◆ **Dataset records**

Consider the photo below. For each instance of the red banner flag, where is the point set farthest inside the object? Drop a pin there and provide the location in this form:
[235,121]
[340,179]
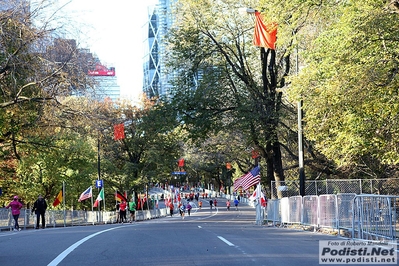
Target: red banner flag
[119,131]
[58,199]
[264,34]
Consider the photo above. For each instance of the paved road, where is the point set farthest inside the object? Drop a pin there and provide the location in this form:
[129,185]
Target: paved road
[217,237]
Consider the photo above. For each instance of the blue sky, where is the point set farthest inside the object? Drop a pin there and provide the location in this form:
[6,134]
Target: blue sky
[113,30]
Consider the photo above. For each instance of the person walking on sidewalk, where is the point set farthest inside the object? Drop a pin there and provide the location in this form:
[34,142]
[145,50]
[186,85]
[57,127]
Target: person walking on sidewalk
[132,210]
[189,207]
[182,210]
[16,207]
[40,207]
[122,210]
[171,207]
[236,203]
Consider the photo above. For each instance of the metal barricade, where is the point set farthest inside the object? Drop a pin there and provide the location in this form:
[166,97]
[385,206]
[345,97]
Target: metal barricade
[345,207]
[295,209]
[273,211]
[328,211]
[310,210]
[285,210]
[375,217]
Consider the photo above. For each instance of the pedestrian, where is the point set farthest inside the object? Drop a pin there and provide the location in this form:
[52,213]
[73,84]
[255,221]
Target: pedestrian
[189,207]
[182,210]
[132,210]
[171,207]
[16,207]
[122,210]
[117,212]
[40,207]
[236,203]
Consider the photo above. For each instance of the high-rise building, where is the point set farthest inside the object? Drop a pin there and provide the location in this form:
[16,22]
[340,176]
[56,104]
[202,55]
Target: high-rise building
[156,80]
[106,86]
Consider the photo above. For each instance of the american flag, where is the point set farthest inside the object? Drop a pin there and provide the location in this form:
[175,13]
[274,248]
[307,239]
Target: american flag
[248,180]
[86,194]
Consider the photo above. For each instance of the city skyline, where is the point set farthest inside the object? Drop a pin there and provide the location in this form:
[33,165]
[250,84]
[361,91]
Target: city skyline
[115,33]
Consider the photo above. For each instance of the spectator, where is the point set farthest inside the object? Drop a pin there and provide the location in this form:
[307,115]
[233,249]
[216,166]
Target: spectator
[171,207]
[16,207]
[182,210]
[236,203]
[122,210]
[132,210]
[228,204]
[40,207]
[188,207]
[117,212]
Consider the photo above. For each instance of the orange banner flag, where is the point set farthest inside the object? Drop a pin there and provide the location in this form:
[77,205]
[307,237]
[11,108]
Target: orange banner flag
[265,35]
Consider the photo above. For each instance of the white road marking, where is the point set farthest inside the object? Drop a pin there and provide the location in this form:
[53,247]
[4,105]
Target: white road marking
[226,241]
[66,252]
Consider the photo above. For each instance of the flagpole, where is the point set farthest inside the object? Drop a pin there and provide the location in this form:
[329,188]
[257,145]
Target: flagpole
[63,201]
[104,198]
[92,210]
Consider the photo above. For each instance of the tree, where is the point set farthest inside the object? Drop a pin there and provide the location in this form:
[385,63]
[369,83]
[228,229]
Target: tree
[349,87]
[236,90]
[33,83]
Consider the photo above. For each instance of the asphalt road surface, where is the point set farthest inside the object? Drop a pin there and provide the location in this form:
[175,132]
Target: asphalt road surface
[217,237]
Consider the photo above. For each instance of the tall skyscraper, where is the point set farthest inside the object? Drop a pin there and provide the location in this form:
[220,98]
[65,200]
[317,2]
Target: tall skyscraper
[156,80]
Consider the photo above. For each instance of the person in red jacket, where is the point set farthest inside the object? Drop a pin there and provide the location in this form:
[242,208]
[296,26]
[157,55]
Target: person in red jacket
[16,207]
[122,209]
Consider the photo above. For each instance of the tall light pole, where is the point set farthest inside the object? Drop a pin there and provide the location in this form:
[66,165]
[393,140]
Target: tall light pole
[300,141]
[300,112]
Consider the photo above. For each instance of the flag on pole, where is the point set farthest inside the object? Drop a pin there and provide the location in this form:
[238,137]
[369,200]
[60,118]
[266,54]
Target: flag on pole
[252,178]
[119,131]
[265,35]
[248,180]
[119,196]
[86,194]
[237,183]
[58,199]
[139,205]
[100,197]
[257,194]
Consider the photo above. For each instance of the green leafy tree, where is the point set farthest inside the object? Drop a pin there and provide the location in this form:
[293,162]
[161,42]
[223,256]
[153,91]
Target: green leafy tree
[349,86]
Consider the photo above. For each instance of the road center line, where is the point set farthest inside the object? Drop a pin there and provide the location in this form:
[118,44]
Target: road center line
[66,252]
[226,241]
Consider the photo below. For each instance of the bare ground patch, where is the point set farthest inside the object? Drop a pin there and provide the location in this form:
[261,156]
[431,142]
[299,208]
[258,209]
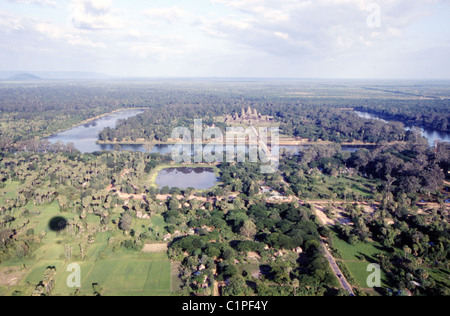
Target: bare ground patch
[11,276]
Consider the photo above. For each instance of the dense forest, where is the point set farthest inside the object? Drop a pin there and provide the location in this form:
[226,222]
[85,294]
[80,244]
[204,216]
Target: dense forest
[250,234]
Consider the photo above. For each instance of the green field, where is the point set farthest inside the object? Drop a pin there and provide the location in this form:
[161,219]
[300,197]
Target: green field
[117,272]
[357,258]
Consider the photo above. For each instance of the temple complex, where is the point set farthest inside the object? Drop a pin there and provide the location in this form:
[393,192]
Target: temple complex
[250,116]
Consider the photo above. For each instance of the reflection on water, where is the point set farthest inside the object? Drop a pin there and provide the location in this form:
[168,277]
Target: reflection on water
[85,136]
[430,134]
[183,178]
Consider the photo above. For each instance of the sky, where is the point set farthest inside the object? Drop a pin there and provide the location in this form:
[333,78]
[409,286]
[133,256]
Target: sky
[348,39]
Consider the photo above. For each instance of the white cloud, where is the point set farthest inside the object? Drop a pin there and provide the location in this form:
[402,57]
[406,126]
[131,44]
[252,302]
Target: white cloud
[170,15]
[318,27]
[94,15]
[44,3]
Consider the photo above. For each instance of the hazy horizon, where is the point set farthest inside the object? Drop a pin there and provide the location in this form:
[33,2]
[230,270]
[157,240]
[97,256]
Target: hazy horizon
[288,39]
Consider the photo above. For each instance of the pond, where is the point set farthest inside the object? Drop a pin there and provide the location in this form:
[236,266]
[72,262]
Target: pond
[85,136]
[430,134]
[185,177]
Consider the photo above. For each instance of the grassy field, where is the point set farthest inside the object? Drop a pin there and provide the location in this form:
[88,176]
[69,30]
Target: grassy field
[117,272]
[357,258]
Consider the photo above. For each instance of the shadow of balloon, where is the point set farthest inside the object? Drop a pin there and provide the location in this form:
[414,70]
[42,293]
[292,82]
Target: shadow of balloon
[57,224]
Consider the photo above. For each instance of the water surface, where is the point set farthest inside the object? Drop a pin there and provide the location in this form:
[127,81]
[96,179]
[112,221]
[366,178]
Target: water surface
[184,177]
[85,136]
[430,134]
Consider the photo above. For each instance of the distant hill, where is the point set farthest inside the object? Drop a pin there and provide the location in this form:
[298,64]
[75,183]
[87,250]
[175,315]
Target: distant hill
[49,75]
[23,77]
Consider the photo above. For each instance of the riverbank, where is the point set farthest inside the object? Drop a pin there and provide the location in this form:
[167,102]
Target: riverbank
[89,120]
[286,142]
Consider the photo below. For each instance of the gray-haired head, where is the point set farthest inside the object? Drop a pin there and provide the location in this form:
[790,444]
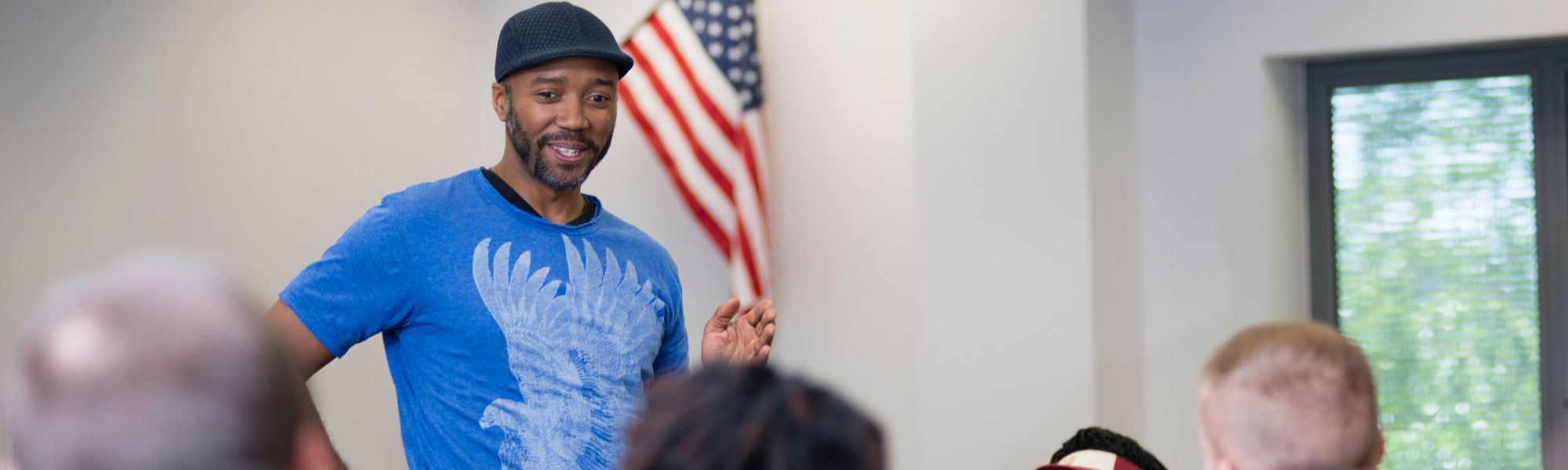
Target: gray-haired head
[151,363]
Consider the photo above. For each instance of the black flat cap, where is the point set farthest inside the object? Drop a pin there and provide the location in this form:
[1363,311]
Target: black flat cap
[556,31]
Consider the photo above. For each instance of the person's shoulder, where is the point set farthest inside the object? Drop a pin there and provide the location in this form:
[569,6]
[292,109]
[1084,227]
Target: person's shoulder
[432,195]
[634,237]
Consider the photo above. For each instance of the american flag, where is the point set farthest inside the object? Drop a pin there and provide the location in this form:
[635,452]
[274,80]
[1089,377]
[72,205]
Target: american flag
[697,95]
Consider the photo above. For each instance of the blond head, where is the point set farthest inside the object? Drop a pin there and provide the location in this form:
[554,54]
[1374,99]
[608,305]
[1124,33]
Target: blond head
[1290,397]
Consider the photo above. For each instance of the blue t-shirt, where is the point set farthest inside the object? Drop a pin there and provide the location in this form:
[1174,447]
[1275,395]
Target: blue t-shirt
[514,342]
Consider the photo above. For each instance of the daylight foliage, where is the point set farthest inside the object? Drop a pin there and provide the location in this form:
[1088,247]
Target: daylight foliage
[1436,231]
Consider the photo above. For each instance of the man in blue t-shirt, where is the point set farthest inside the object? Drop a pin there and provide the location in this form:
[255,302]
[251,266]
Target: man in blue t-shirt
[521,319]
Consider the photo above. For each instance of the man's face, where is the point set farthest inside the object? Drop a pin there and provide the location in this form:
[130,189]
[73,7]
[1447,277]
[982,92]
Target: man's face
[561,118]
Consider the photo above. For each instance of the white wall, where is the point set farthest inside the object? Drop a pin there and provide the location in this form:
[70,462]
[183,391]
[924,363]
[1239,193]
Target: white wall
[1222,164]
[1006,328]
[247,132]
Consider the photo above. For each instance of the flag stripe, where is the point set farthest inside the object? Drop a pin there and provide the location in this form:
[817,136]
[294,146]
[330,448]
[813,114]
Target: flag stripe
[686,129]
[716,201]
[695,95]
[702,96]
[705,73]
[662,63]
[670,168]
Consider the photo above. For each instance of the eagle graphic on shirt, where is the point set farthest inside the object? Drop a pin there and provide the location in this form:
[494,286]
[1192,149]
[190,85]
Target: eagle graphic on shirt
[578,352]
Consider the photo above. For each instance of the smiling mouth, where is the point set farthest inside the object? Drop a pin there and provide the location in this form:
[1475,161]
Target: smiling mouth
[568,154]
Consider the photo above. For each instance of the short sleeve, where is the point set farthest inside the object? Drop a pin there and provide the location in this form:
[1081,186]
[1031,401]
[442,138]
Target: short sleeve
[357,289]
[673,349]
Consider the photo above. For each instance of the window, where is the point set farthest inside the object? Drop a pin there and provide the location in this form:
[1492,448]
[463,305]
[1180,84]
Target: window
[1439,206]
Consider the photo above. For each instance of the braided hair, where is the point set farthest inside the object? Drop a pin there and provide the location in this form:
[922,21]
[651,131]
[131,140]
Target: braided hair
[730,419]
[1109,441]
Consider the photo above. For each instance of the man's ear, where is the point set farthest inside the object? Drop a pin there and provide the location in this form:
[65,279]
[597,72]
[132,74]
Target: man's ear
[499,101]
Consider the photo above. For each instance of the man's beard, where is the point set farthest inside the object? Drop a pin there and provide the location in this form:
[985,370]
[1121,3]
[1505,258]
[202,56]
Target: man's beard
[534,157]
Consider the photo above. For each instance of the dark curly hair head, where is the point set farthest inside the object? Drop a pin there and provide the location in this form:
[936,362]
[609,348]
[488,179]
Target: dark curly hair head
[1109,441]
[727,418]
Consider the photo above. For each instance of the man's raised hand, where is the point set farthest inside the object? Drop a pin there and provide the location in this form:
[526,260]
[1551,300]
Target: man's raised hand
[739,338]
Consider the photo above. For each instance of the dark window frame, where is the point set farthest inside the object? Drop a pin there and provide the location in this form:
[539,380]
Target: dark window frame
[1547,63]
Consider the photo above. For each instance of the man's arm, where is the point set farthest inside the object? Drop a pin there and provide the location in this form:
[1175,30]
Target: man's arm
[314,450]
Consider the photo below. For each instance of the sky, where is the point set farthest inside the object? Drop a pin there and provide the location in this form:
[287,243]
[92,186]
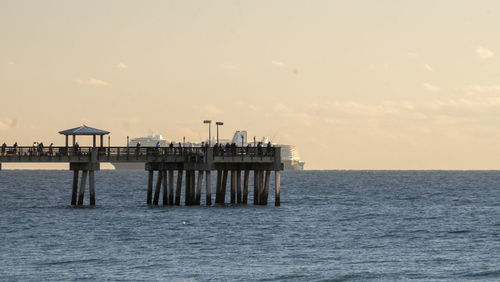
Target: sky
[354,84]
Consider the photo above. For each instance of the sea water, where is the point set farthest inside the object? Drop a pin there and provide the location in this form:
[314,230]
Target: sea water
[331,225]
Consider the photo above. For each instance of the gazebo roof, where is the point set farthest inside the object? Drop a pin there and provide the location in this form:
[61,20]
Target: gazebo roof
[84,130]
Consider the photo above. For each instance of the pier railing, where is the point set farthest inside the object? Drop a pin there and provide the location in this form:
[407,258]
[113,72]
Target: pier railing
[135,154]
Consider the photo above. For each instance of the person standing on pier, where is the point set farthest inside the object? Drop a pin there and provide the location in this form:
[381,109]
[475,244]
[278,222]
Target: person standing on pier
[76,148]
[137,148]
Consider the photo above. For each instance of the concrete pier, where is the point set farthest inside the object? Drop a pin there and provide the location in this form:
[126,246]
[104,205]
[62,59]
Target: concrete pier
[170,165]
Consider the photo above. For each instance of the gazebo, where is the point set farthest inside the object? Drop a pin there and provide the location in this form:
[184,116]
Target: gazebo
[84,130]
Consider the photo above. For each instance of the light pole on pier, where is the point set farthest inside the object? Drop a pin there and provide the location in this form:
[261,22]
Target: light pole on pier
[209,130]
[218,123]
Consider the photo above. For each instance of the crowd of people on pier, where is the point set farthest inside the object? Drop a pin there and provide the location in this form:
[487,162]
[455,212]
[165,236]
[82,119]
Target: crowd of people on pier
[228,149]
[222,150]
[38,149]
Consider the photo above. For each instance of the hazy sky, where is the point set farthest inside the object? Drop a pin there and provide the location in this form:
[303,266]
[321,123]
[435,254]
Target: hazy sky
[353,84]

◆ **Requirement**
The line with "Consider the photo above. For each instance of the light" and all the lines after it in the records above are to be output exactly, with nothing added.

◆ **Output of the exercise**
Consider the photo above. For each instance of the light pole on pier, where is the point set farthest inside the object? Drop a pin there and provide the location in this form:
[261,22]
Target: light pole on pier
[209,130]
[218,123]
Consider the photo above. For each instance of the crowd of people on pier, where is the point set farthest inside the object? Drop a pin there and provide the location in this form:
[487,162]
[455,212]
[165,236]
[82,119]
Target: crowd of people on pier
[228,149]
[222,150]
[38,149]
Consider the photo above. For each instance of the hazy sky, where is the point set farthest inside the object? Drop a pin there and provide the location in this form:
[303,266]
[321,123]
[435,254]
Target: hazy sky
[353,84]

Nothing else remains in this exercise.